*** Block opens ***
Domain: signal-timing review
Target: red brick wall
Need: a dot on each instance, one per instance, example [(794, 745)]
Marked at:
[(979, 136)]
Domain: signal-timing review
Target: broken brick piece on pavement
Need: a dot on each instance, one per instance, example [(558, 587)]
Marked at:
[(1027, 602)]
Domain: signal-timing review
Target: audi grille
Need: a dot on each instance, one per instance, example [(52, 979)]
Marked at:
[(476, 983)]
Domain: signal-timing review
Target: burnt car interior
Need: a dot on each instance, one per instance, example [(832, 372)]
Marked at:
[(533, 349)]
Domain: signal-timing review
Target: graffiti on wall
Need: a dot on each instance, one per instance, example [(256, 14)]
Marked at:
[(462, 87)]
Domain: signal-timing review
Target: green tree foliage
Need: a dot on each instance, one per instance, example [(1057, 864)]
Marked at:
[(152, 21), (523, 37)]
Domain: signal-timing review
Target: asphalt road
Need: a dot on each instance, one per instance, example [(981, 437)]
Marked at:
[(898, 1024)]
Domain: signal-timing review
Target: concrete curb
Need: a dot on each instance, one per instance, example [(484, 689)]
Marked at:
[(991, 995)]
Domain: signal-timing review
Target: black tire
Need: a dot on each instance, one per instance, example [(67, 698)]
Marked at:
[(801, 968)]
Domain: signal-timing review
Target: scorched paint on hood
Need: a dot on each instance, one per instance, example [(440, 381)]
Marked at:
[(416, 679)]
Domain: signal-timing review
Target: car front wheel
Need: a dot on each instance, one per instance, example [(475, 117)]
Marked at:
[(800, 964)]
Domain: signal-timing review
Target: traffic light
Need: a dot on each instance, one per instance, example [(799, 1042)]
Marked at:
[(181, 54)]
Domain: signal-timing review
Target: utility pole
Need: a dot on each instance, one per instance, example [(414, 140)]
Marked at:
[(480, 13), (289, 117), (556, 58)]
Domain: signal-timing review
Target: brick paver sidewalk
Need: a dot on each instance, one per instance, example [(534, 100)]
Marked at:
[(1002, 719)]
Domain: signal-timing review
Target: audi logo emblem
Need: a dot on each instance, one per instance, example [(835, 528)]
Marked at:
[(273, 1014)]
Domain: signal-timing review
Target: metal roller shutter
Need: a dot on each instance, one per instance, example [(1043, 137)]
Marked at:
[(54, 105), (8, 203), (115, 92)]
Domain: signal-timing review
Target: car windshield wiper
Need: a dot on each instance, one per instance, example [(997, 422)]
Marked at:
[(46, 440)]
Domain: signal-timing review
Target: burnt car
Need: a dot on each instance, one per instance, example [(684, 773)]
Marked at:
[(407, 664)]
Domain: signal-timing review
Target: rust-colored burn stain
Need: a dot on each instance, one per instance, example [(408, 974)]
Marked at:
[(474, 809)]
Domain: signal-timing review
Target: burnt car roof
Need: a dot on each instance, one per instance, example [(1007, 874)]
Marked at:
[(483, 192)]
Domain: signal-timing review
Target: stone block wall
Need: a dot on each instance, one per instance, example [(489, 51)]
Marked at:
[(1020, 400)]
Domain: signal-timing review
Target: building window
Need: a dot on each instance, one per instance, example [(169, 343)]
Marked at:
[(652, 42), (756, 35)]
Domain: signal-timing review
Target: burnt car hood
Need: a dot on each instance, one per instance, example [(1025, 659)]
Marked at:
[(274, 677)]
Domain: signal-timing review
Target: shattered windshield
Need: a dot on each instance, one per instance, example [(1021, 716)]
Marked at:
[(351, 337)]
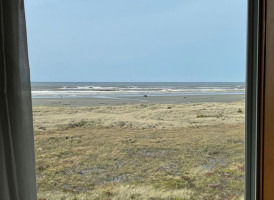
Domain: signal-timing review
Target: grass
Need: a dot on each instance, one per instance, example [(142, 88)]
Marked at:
[(85, 159)]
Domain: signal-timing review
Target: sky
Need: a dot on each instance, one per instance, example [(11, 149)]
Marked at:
[(137, 40)]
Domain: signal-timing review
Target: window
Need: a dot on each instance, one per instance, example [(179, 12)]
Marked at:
[(171, 139)]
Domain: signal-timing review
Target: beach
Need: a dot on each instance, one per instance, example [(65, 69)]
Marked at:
[(136, 147)]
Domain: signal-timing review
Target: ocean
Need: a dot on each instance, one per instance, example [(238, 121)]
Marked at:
[(116, 89)]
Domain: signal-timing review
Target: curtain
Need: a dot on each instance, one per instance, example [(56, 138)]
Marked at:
[(17, 158)]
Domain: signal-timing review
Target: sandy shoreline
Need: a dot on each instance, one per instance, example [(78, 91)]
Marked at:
[(84, 102)]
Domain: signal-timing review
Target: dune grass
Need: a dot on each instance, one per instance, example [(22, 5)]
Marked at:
[(118, 152)]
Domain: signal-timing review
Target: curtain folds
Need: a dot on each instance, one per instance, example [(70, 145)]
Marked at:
[(17, 159)]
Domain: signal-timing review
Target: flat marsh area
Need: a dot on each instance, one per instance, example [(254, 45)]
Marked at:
[(184, 151)]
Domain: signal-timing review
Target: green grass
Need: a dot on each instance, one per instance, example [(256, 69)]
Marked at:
[(81, 160)]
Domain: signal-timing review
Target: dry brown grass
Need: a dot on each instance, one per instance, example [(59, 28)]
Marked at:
[(140, 151)]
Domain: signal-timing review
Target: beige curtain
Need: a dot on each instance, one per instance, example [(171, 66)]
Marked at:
[(17, 160)]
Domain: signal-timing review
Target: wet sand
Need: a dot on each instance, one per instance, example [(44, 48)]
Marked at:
[(84, 102)]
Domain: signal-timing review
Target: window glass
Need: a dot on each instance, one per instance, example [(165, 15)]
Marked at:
[(138, 99)]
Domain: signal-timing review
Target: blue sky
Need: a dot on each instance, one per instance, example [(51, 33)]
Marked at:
[(137, 40)]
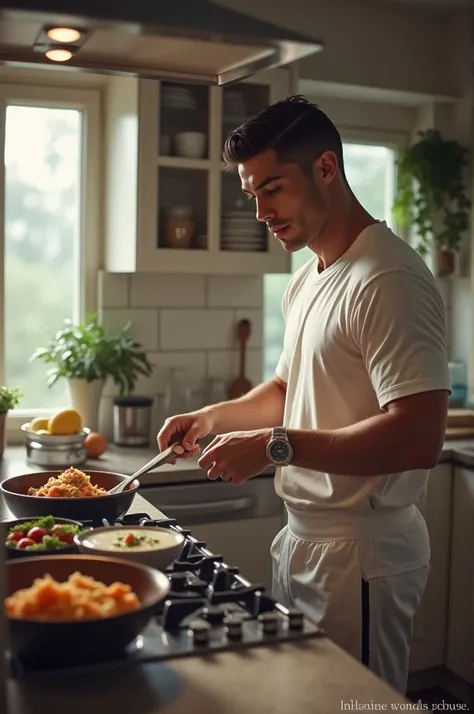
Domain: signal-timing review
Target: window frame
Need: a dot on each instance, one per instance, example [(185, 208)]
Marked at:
[(391, 139), (89, 102)]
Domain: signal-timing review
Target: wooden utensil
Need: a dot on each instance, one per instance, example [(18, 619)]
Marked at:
[(241, 385), (163, 458)]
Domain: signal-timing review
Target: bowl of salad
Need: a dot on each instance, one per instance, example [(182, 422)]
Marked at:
[(26, 537)]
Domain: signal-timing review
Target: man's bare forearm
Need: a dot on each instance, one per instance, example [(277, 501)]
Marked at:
[(262, 407)]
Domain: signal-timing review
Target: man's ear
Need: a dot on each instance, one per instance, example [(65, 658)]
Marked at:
[(326, 167)]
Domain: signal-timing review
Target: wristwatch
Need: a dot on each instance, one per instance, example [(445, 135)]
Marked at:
[(279, 449)]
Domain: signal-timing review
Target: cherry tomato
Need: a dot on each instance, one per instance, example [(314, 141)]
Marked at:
[(16, 536), (24, 543), (37, 534), (65, 536)]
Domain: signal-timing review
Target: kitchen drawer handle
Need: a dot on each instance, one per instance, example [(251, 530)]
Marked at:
[(211, 507)]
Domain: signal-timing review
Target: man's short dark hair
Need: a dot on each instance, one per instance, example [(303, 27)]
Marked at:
[(297, 130)]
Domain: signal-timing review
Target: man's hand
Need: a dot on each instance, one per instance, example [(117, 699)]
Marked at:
[(237, 456)]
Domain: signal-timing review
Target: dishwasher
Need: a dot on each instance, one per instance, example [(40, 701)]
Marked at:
[(237, 522)]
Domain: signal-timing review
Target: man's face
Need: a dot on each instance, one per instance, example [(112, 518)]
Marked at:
[(294, 205)]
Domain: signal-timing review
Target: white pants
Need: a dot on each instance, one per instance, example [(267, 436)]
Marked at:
[(361, 581)]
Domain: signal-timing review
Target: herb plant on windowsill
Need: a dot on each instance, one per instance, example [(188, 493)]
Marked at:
[(86, 355), (432, 196)]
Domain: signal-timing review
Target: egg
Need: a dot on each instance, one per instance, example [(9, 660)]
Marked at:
[(95, 445)]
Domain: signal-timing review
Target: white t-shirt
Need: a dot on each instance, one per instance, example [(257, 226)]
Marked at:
[(367, 330)]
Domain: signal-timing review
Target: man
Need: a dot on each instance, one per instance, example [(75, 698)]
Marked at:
[(355, 416)]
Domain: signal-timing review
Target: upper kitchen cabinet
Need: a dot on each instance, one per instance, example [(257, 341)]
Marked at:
[(170, 204)]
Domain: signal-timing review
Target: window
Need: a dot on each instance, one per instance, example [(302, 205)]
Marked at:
[(370, 170), (50, 232)]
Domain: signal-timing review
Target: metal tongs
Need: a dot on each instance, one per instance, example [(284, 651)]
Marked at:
[(162, 458)]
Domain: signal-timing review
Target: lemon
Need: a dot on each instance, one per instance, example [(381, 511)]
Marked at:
[(65, 423), (38, 423)]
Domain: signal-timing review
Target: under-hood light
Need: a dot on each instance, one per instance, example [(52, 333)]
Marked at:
[(58, 55), (63, 35)]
*** Block closes ***
# What the task asks:
Beginning at the line above with "Target: burnt car interior" and finishing at the line with "Target: concrete curb", return each line exactly and return nothing else.

# Reply to the task:
Target: burnt car interior
Need: a dot on each instance, one per instance, example [(832, 372)]
Marked at:
[(533, 349)]
Domain: signal-timing review
Target: graffiti on wall
Need: a dot on each instance, one per instance, example [(256, 14)]
Marked at:
[(462, 87)]
Domain: signal-timing review
Target: green tree foliage
Need: a dot on each instance, one per instance, example [(1057, 864)]
Marked at:
[(152, 21), (523, 37)]
Domain: signal-timing review
Target: asphalt road
Need: a dot on each instance, one per instance, example [(981, 437)]
Marked at:
[(898, 1024)]
Domain: signal-timing review
Target: concrete curb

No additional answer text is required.